● **Exercise prompt**
Copy out the passage below word for word, with nothing left out or changed.

● **Passage shown**
● ● ●
Hmmm… I don’t think so, they say.
No no no, this is not a case of what you think or I think. This is a case of facts. Scientifically proven facts! Science! You know?
About half our friends present that night have had malaria. One is recovering from the highly dangerous, and often deadly, cerebral malaria. He is 20 pounds lighter than he was three months ago.
* * *
We are cruising down an embassy-lined street when we see a child sprawled unnaturally on the wide sidewalk. This is not a place to sleep.
That doesn’t look right, I say. Turn around.
We go around the block and come back. We put on the hazard lights and drive partially onto the sidewalk so speeding cars won’t hit us.
I go to him and try to wake him. His fingers have loosened their grasp on an empty bag of Samba chips, which lies maybe six inches from his open hand. Crumbs speckle his face.
Amigo! I say. Tudo bem?
He doesn’t move or open his eyes. I touch his arm, give it a little shake, speak louder. His eyes flutter and again seal shut.
● ● ●
Recorded data:
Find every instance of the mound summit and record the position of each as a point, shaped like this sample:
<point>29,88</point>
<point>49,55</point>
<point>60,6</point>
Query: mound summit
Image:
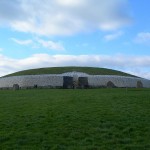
<point>71,77</point>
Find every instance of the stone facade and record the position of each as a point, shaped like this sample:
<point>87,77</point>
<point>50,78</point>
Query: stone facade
<point>58,80</point>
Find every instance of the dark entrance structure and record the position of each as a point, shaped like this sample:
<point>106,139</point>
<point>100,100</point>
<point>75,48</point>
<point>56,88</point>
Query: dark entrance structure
<point>139,84</point>
<point>110,84</point>
<point>83,82</point>
<point>67,82</point>
<point>16,87</point>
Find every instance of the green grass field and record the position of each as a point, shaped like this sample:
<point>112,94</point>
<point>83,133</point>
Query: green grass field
<point>58,119</point>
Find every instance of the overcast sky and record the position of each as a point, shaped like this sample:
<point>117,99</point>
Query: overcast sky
<point>99,33</point>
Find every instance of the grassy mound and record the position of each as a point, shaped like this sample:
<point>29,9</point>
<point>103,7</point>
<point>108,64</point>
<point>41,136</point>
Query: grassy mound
<point>59,70</point>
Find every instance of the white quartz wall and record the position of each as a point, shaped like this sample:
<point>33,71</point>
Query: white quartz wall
<point>119,81</point>
<point>57,81</point>
<point>31,80</point>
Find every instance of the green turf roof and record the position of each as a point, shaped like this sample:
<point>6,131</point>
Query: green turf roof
<point>59,70</point>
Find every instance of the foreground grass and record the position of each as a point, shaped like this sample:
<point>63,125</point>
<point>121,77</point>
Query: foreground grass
<point>95,119</point>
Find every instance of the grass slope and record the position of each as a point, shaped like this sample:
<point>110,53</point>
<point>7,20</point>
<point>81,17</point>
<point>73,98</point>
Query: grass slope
<point>59,70</point>
<point>95,119</point>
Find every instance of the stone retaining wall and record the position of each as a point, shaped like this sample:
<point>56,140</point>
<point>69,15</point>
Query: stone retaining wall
<point>30,81</point>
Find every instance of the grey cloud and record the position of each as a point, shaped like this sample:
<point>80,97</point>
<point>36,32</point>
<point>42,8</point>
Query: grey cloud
<point>64,17</point>
<point>138,65</point>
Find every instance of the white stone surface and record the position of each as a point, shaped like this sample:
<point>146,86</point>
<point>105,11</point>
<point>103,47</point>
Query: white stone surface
<point>56,80</point>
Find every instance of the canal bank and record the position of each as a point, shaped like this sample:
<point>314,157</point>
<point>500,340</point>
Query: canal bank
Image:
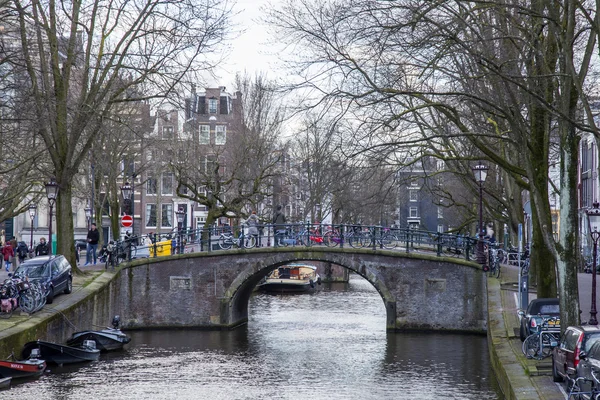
<point>518,377</point>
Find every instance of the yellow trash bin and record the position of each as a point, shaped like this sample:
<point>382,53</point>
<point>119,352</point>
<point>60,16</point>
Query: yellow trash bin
<point>162,248</point>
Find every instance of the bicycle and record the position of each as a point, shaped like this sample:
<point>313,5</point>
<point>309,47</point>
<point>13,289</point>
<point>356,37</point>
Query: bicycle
● ● ●
● **Answer space**
Hmmm… I don’t think so, they say.
No no no, this is not a case of what you think or I think. This is a case of facts. Scientifically proven facts! Science! You know?
About half our friends present that night have had malaria. One is recovering from the highly dangerous, and often deadly, cerebral malaria. He is 20 pounds lighter than he was three months ago.
* * *
We are cruising down an embassy-lined street when we see a child sprawled unnaturally on the wide sidewalk. This is not a place to sleep.
That doesn’t look right, I say. Turn around.
We go around the block and come back. We put on the hazard lights and drive partially onto the sidewalk so speeding cars won’t hit us.
I go to him and try to wake him. His fingers have loosened their grasp on an empty bag of Samba chips, which lies maybe six inches from his open hand. Crumbs speckle his face.
Amigo! I say. Tudo bem?
He doesn’t move or open his eyes. I touch his arm, give it a little shake, speak louder. His eyes flutter and again seal shut.